• **Stated task**: In the items below, take the lines from the one with "Indicate each instance of the woman with" to the one with "column 654, row 407", both included, and put them into a JSON list of strings, one string per line, leaving out any blank lines.

• **Data extract**:
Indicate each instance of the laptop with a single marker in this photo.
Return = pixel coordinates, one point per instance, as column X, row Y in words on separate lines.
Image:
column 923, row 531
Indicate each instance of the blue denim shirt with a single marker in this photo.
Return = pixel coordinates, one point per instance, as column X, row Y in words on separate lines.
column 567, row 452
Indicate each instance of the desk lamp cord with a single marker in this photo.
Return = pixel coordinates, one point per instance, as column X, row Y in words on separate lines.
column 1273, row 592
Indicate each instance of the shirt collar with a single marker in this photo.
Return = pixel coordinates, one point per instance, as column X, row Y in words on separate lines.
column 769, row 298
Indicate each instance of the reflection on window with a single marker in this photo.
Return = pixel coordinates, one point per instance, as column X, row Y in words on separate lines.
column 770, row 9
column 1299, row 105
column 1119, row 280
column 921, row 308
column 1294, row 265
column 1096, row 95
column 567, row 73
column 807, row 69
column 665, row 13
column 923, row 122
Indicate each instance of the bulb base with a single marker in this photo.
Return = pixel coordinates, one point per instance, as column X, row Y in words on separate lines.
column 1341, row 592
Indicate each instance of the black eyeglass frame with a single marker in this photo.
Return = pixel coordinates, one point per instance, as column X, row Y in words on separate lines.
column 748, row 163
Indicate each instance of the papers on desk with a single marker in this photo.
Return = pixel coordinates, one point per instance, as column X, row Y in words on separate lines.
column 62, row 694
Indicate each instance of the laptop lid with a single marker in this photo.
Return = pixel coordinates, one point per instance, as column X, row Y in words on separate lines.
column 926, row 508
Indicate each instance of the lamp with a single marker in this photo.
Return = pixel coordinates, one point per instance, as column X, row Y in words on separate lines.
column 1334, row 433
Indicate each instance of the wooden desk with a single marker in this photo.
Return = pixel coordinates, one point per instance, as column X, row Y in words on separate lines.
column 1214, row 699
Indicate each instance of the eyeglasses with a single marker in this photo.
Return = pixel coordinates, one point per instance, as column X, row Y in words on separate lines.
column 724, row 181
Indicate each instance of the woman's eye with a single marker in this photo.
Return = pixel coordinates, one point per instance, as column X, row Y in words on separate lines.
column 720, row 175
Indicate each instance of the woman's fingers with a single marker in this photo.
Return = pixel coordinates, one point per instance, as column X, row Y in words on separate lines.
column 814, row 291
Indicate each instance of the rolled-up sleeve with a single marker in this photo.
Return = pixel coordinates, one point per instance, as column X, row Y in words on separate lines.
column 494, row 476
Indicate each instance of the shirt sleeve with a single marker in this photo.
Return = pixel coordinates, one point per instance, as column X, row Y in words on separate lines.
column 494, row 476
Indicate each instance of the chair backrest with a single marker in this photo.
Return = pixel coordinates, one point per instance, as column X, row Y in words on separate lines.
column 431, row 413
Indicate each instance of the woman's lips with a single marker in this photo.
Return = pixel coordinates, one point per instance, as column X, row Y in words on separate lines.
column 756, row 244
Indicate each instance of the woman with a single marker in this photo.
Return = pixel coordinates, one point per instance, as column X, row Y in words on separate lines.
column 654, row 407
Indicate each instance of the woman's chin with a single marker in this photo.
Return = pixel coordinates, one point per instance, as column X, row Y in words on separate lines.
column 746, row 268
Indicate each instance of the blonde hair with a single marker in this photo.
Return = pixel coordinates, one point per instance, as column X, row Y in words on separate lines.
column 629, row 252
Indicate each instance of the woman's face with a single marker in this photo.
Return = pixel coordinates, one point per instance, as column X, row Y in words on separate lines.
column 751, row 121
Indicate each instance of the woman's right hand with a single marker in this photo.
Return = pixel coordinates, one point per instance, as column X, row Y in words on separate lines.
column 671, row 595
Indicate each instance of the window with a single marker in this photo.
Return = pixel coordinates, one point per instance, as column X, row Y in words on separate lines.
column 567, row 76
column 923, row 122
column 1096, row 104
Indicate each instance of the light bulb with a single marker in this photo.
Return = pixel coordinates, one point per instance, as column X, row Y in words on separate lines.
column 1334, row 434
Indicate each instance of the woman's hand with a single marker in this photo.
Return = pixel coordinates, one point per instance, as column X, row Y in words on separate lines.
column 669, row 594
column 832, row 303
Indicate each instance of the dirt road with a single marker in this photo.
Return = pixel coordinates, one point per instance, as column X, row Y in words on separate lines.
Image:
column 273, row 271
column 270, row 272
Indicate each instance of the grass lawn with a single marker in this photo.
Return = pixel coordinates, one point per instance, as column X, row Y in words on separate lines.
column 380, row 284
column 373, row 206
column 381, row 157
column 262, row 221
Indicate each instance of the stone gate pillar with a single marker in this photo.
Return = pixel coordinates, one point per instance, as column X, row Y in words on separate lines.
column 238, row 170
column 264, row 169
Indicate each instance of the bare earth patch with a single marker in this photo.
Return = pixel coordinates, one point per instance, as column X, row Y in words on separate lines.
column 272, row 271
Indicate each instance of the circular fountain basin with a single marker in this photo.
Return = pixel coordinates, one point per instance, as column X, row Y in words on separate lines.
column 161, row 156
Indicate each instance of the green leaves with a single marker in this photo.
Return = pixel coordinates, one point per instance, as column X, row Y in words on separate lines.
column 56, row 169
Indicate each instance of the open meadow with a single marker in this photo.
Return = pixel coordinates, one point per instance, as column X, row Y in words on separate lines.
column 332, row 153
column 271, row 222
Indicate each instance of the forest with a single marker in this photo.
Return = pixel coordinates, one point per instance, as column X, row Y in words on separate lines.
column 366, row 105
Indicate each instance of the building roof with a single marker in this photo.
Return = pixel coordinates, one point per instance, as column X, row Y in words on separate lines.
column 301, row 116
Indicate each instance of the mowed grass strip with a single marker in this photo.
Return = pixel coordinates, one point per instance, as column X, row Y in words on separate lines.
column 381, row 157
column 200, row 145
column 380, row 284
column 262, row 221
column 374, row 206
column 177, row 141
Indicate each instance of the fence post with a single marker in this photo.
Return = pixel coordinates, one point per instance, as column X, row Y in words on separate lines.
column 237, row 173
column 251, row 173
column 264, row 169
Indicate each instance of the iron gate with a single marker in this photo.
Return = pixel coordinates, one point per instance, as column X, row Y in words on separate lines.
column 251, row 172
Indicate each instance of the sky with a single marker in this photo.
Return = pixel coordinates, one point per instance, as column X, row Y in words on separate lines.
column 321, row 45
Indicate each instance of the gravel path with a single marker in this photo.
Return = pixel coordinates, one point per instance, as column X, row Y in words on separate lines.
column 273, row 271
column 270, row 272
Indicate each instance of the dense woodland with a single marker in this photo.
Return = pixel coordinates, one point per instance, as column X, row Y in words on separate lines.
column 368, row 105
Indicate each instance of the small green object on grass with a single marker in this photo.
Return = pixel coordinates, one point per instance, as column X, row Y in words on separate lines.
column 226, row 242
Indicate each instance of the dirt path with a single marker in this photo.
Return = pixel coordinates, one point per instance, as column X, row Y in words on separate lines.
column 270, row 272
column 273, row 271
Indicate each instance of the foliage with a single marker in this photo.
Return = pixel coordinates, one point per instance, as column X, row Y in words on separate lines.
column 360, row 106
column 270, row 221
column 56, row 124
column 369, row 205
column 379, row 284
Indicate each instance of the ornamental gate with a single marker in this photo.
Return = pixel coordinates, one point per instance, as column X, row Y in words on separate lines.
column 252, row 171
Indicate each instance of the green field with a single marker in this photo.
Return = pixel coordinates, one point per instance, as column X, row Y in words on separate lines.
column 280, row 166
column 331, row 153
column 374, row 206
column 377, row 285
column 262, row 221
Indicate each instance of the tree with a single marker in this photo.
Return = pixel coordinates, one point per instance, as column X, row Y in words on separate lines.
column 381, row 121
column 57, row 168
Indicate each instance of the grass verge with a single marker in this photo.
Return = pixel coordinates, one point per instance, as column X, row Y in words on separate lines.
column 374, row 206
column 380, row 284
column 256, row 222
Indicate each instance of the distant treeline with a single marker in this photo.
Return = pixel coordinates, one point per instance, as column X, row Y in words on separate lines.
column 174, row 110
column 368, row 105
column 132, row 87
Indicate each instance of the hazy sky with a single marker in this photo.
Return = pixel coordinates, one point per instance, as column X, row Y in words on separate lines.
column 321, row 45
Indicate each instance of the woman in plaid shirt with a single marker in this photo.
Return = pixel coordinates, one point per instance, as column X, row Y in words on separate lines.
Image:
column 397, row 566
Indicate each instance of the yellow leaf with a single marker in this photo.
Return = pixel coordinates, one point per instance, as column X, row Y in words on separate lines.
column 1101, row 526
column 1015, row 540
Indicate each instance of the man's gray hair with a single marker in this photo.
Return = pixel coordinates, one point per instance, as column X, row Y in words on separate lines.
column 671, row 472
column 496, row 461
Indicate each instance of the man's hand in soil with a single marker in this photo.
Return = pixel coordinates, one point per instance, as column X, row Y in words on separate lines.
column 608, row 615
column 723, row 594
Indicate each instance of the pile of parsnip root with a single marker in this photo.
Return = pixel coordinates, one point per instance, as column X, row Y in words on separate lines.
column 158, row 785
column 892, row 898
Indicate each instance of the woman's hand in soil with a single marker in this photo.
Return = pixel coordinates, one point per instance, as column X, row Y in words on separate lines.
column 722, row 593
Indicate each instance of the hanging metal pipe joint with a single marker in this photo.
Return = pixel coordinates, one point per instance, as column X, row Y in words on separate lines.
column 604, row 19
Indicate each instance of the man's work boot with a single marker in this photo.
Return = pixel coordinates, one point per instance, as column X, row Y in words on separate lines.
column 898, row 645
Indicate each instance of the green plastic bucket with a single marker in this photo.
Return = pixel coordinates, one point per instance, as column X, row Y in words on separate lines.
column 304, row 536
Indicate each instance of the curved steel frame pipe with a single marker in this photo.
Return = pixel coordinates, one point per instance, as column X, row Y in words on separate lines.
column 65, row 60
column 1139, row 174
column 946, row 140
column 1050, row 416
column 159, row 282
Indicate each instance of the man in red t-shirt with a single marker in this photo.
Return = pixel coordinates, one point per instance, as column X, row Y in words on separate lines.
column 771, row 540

• **Exercise solution**:
[
  "Indicate each instance of the woman with a single marker in this photo.",
  "Return = pixel coordinates, one point per instance, as column X, row Y in words on separate lines.",
  "column 654, row 407"
]